* [Input records]:
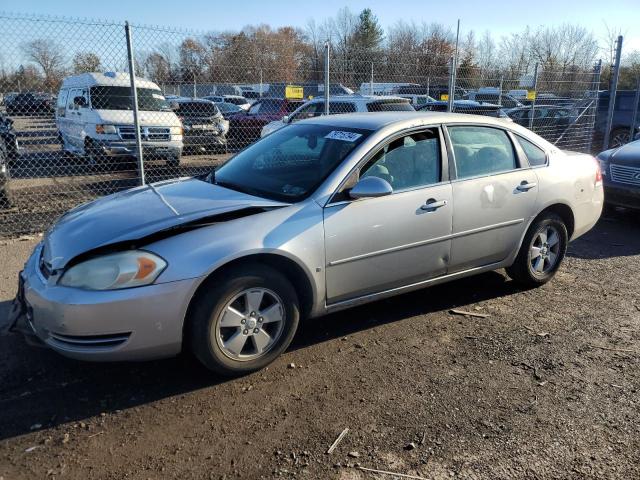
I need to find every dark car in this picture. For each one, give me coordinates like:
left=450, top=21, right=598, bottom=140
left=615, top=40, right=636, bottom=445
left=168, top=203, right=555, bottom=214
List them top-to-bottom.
left=595, top=90, right=640, bottom=148
left=5, top=92, right=56, bottom=115
left=174, top=98, right=228, bottom=151
left=229, top=98, right=304, bottom=146
left=416, top=100, right=509, bottom=119
left=214, top=102, right=244, bottom=119
left=507, top=105, right=579, bottom=142
left=0, top=113, right=18, bottom=166
left=597, top=140, right=640, bottom=209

* [Task objective]: Rewrite all of the material above with "dark" replaced by "red", changing nothing else, and omit the pictures.

* [Solved exercise]:
I need to find every red car in this picture. For each one, give me coordinates like:
left=450, top=21, right=598, bottom=140
left=615, top=40, right=636, bottom=445
left=168, top=203, right=555, bottom=214
List them top-to-bottom.
left=595, top=90, right=640, bottom=148
left=5, top=92, right=56, bottom=115
left=174, top=98, right=228, bottom=151
left=229, top=98, right=304, bottom=146
left=416, top=100, right=509, bottom=119
left=214, top=102, right=244, bottom=119
left=507, top=105, right=579, bottom=142
left=0, top=113, right=18, bottom=166
left=597, top=140, right=640, bottom=209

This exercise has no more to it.